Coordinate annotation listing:
══════════
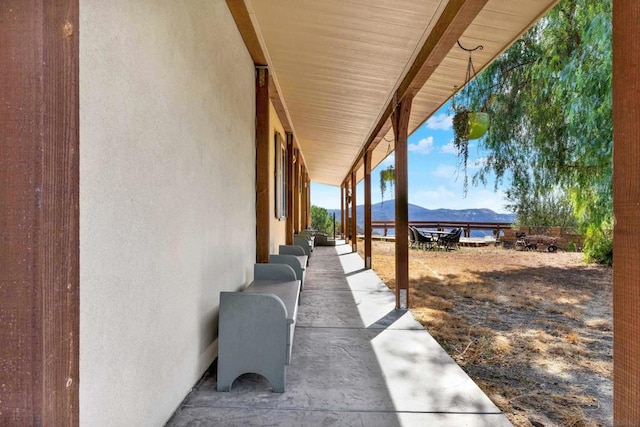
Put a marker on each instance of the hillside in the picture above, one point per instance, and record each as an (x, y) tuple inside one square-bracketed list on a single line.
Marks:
[(386, 212)]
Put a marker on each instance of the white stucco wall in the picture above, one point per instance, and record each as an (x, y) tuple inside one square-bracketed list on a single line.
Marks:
[(167, 199)]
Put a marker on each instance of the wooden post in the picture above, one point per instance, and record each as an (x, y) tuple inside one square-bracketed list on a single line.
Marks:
[(305, 199), (39, 213), (400, 123), (308, 200), (367, 209), (342, 214), (626, 198), (290, 189), (354, 226), (263, 140)]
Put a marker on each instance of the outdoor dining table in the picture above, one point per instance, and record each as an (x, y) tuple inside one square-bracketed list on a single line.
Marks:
[(435, 235)]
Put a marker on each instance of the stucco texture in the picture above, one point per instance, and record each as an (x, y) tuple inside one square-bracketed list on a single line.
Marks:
[(167, 199)]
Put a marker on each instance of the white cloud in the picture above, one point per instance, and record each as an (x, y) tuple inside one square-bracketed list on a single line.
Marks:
[(445, 171), (452, 198), (479, 163), (389, 160), (440, 121), (449, 148), (424, 146)]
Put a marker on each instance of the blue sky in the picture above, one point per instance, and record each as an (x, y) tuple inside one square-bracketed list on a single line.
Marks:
[(435, 181)]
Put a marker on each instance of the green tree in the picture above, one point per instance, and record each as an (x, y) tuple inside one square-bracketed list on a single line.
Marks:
[(320, 220), (550, 101)]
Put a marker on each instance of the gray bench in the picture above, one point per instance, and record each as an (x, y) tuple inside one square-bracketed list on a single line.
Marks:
[(256, 327), (294, 250), (297, 262)]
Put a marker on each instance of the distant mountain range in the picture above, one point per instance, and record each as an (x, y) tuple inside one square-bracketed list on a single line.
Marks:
[(386, 212)]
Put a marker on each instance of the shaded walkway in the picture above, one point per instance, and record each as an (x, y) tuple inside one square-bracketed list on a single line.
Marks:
[(356, 361)]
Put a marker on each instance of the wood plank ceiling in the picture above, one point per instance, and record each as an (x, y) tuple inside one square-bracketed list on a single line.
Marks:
[(337, 64)]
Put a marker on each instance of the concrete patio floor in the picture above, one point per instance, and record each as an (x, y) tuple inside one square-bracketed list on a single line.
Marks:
[(356, 361)]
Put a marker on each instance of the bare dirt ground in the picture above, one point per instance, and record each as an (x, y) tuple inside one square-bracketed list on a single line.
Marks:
[(533, 329)]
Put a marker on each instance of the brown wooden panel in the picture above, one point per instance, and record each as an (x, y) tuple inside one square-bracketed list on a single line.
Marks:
[(39, 190), (400, 121), (263, 141), (626, 249)]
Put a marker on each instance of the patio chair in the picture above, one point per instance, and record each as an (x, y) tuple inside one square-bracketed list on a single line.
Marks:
[(452, 240), (423, 241), (412, 238)]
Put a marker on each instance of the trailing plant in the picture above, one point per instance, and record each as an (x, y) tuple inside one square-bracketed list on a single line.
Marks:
[(467, 125)]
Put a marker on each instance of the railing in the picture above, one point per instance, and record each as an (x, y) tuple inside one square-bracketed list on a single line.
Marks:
[(495, 227)]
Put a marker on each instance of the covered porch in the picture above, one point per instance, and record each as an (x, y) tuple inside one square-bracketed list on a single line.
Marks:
[(356, 361), (141, 178)]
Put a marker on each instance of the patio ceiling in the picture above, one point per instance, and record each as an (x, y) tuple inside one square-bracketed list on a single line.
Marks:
[(338, 64)]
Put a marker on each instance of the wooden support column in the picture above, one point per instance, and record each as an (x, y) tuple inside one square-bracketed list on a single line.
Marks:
[(39, 213), (297, 192), (263, 140), (342, 215), (308, 201), (290, 189), (367, 209), (305, 199), (626, 199), (400, 123), (354, 214)]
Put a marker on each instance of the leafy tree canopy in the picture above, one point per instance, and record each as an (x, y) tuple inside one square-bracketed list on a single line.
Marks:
[(550, 101)]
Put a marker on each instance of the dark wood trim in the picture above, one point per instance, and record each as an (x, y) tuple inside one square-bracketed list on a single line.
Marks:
[(290, 189), (454, 20), (400, 121), (263, 142), (354, 213), (39, 248), (626, 198), (367, 210)]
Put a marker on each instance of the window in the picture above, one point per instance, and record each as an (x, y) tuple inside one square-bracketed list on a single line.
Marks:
[(280, 177)]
══════════
# Exercise directions
Can you transcribe the whole listing above verbatim, leaving out the pictures?

# The output
Put a marker on each instance of the hillside in the picture above, one point per instance, and record each as an (x, y) tuple inside one square-bracketed list on a single line.
Marks:
[(386, 212)]
Put a marker on each instance of the white stucco wall in the picture above, one point per instance, and record each as an (x, y) tuple inside one square-bracketed list on a single line.
Marks:
[(167, 199)]
Put a marker on each instance of the wooden post in the picture above, one point per instance, and record each as an (x, y) tuple inside one square-bracketed list on a single line.
Marks:
[(305, 199), (39, 213), (400, 123), (308, 200), (367, 209), (342, 214), (626, 198), (290, 189), (354, 226), (263, 140)]
Put a marker on each instance of the outdoor dining table in the picture above, one point per instance, and record each as an (x, y) tuple inside one square-bracketed list on a single line.
Marks:
[(435, 235)]
Put a marker on each instance of the stucco texture in the picture above, one point per instance, and record each as an (x, y) tuple inside one square-bracketed list on a single line.
Marks:
[(167, 199)]
Put a marker on each instance of the white cloud in the picture above, one point per instance, and record each as an (x, y) tuple inside one square-bracketed list on a single line.
Marks:
[(445, 171), (452, 198), (479, 163), (389, 160), (440, 121), (449, 148), (424, 146)]
Put a marker on each instance of the blue sky in the picture above, one point per instance, and record each as an (x, y) tuple inside one square-bracketed list on a single line.
Marks:
[(435, 181)]
Put a marker on each instance of the green tree in the picture above, one point per instance, and record each as an (x, y) tuple inside one square-bracketed list on a single line.
Marks:
[(320, 220), (550, 101)]
Put a marker on each instance of the gray bench in the picture above, one point per instance, and record each as an (x, y) tuple inside one square-bracketed list on a single line.
Marks:
[(256, 327), (294, 250), (297, 262)]
Put a marker on each instance of the distant mountain range in the picture above, one point per instance, and record each as an (x, y) tuple inside one square-bracketed list on a single line.
Marks:
[(386, 212)]
Put a marker on each instance of the shaded walkway in the picture above, one point per instance, and record each as an (x, y) tuple inside one square-bracketed list on a single line.
Marks:
[(356, 361)]
Put a marker on each instance of the wood plank ceiling in the picture above, one point per instance, and record each as an (x, y) tuple inside one square-bracketed list on a single line.
Marks:
[(337, 64)]
Put a marker on each instance of the concrete patio floor in the picture above, one point per instance, and record each as an (x, y) tuple inside one square-bracketed list on a single line.
Marks:
[(356, 361)]
Put a marker on each instance of the bare dirt ground in the picture above, one point per instance, and record each as an (x, y) tuple inside one square-bracketed list on a single line.
Marks:
[(533, 329)]
Put a marker on each instance of the brown wooden panel in the picture above, one point per instance, and record each as an (x, y) tuple inside one square-bracketed list on a single line.
Marks:
[(39, 190), (400, 121), (263, 141), (626, 249)]
Put a marker on each instance of the patio chair in the picture above, one point per instance, and record each as an (x, y) tuple inside one square-bracketed list on a single line.
Marks:
[(452, 240), (423, 241), (412, 238)]
Put a marker on each instance of the trailing plant in the picture above, one point per instance, and record each as an (x, y) tuple inside one square-bracketed list on a single line.
Marks:
[(467, 125)]
Put a marker on each instance of the railing in the picture above, one point per instance, and record each as an (x, y) tuple inside one square-bracketed list on a single line.
Marks:
[(495, 227)]
Put a marker on each instance of the covered porch in the picture above, one point per instance, and record each as an (x, y) tuple inside one square-bracketed list on a single line.
Marks:
[(356, 361), (141, 178)]
Put a marker on each instance of the patio ceiling in the picture above, one point per instance, and record each as an (x, y) tuple inside one square-bracketed list on a single line.
Marks:
[(338, 64)]
Put a marker on each instance of the wooden support column in the picture above, one point per instance, and record each as an (x, y) tuple inside one square-bracketed list on a single line.
Marks:
[(39, 213), (297, 192), (263, 140), (342, 215), (308, 201), (290, 189), (367, 209), (305, 199), (626, 199), (400, 123), (354, 214)]
Put a marker on each instance of the leafy tree canopy in the picture above, one point per instance, and record each as an (x, y) tuple inside one square-bracketed list on a single line.
Marks:
[(550, 101)]
Put a marker on each instance of the dark wood trim in the picture above, one point per instance, and record each as an (x, y) tuple inside one square-bracketed list on a single line.
Marks:
[(290, 189), (454, 20), (400, 121), (263, 142), (354, 213), (39, 248), (626, 198), (367, 210)]
Put a marker on each instance of the window in the picture above, one point per instance, and record each as an (x, y) tuple inside one square-bracketed list on a single line.
Marks:
[(280, 177)]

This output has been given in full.